SELECTED EXTRACT:
Start of Block

When enlisting the services of a probate lawyer to assist with executing a will, the attorney will help with more than simply explaining the will. Sometimes, assets can’t be located, and they will give you the tools you need to find them. They can locate family members who are beneficiaries of the will. An experienced attorney will also work with the executor to settle any claims against the estate.
What Should You Look Out For?
It must be clearly understood when you are appointed by the probate court to be an executor or administrator, you are legally obligated to fulfill the directions of the deceased person, follow the law, and follow the court’s requirements. You stand in a fiduciary relationship with the beneficiaries. This is a high level of duty that requires you to act with integrity primarily for the benefit of the beneficiaries. You must know and determine which of your loved one’s bills must get paid and which bills you absolutely should not pay. The personal feelings and desires of the executor are not the guide to administering the estate.
Courts in Ohio have stated it this way:
Under R.C. 2109.01, an executor of an estate is a “fiduciary.” The fiduciary duties of an executor are primarily to collect the estate assets, pay debts, and make distributions. The executor also owes various duties to the beneficiaries of the estate, including keeping proper accounts, giving timely notice, preserving assets, avoiding the commingling of property, and basic duties of trust and loyalty. The executor serves as a representative of the entire estate and owes a duty to act in a manner that protects the beneficiaries’ interests.
Finally, be suspicious of anyone (professional or layperson) who advises you that Probate is not necessary. It is always best to seek the advice of an experienced probate attorney prior to making decisions.
Avoiding Conflict During Probate
Proper estate planning is one of the best ways to avoid conflict during Probate. When you create a will or trust, you are creating a roadmap your family can use to execute your final wishes. Families need time to mourn when they lose a loved one, and thorough estate planning can allow them to concentrate on their love for you rather than the legalities of your will. The last thing you want for your family is for them to end up in a dispute over a misunderstanding in your estate.
Can You Avoid Probate All Together?
Probate court is often spoken about in derogatory terms. People who deal with probate court often do so after the loss of a loved one. Probate is also a very public proceeding, making it difficult to maintain privacy.
Whether the decedent has a will or not, their beneficiaries will likely have to deal with Probate. Having a will makes probate administration a far easier task because the court will do its best to distribute the decedent’s assets according to their final wishes.
If the decedent doesn’t have a will, the court will force the assets to be distributed fairly by following the law of “intestate succession”, favoring children and spouses, and moving to the extended family if the decedent didn’t have any immediate relatives.
One of the few ways you can avoid Probate when planning ahead is to create a trust. Trusts allow you to deposit assets into them and assign someone to manage them. The distribution of the assets in the trust is outlined when the trust is created. A trust will remain private, even during the probate process. This is a great way to alleviate some of the stress on your family in the future.

End of Block

PROBLEMS TO SOLVE:
1. In the probate text, which Ohio statute is cited as making an executor a "fiduciary"?
2. Duplicate the stretch of the probate text from "Courts in Ohio" through "to making decisions.".
3. According to the Ohio courts' statement quoted in the probate text, what duties does an executor owe to the beneficiaries of the estate? List each one.
The data after this passage come from a separate source.

[Stored data entries]

Start of Block

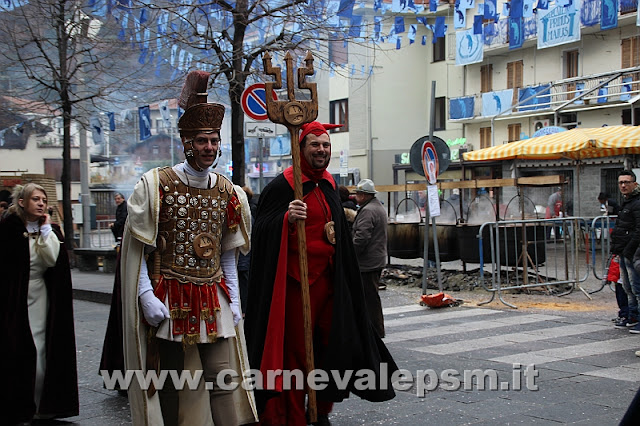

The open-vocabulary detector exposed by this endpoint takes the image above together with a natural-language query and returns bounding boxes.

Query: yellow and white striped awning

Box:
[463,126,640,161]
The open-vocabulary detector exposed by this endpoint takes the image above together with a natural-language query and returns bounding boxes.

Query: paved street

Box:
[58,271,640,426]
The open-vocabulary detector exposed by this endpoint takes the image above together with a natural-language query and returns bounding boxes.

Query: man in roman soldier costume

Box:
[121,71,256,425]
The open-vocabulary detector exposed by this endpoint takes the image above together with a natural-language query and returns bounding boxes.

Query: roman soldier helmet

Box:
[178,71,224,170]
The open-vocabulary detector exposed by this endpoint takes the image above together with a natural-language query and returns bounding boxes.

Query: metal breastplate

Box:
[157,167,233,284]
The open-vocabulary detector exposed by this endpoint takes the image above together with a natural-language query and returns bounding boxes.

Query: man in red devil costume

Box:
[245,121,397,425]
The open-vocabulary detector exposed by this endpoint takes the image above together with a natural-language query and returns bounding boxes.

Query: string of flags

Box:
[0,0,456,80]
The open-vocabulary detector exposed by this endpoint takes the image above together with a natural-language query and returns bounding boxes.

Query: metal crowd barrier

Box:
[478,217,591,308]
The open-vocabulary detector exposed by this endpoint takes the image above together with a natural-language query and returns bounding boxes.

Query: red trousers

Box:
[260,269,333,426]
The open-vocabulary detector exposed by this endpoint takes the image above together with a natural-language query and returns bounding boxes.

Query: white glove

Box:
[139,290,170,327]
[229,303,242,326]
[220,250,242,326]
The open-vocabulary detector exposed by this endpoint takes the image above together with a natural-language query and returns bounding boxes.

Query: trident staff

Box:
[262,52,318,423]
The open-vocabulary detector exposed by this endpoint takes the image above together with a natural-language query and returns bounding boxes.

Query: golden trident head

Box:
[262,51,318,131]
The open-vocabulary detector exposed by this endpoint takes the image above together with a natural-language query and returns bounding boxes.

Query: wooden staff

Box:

End of Block

ANSWER LIST:
1. R.C. 2109.01

2.
Courts in Ohio have stated it this way:
Under R.C. 2109.01, an executor of an estate is a “fiduciary.” The fiduciary duties of an executor are primarily to collect the estate assets, pay debts, and make distributions. The executor also owes various duties to the beneficiaries of the estate, including keeping proper accounts, giving timely notice, preserving assets, avoiding the commingling of property, and basic duties of trust and loyalty. The executor serves as a representative of the entire estate and owes a duty to act in a manner that protects the beneficiaries’ interests.
Finally, be suspicious of anyone (professional or layperson) who advises you that Probate is not necessary. It is always best to seek the advice of an experienced probate attorney prior to making decisions.

3.
- keeping proper accounts
- giving timely notice
- preserving assets
- avoiding the commingling of property
- basic duties of trust and loyalty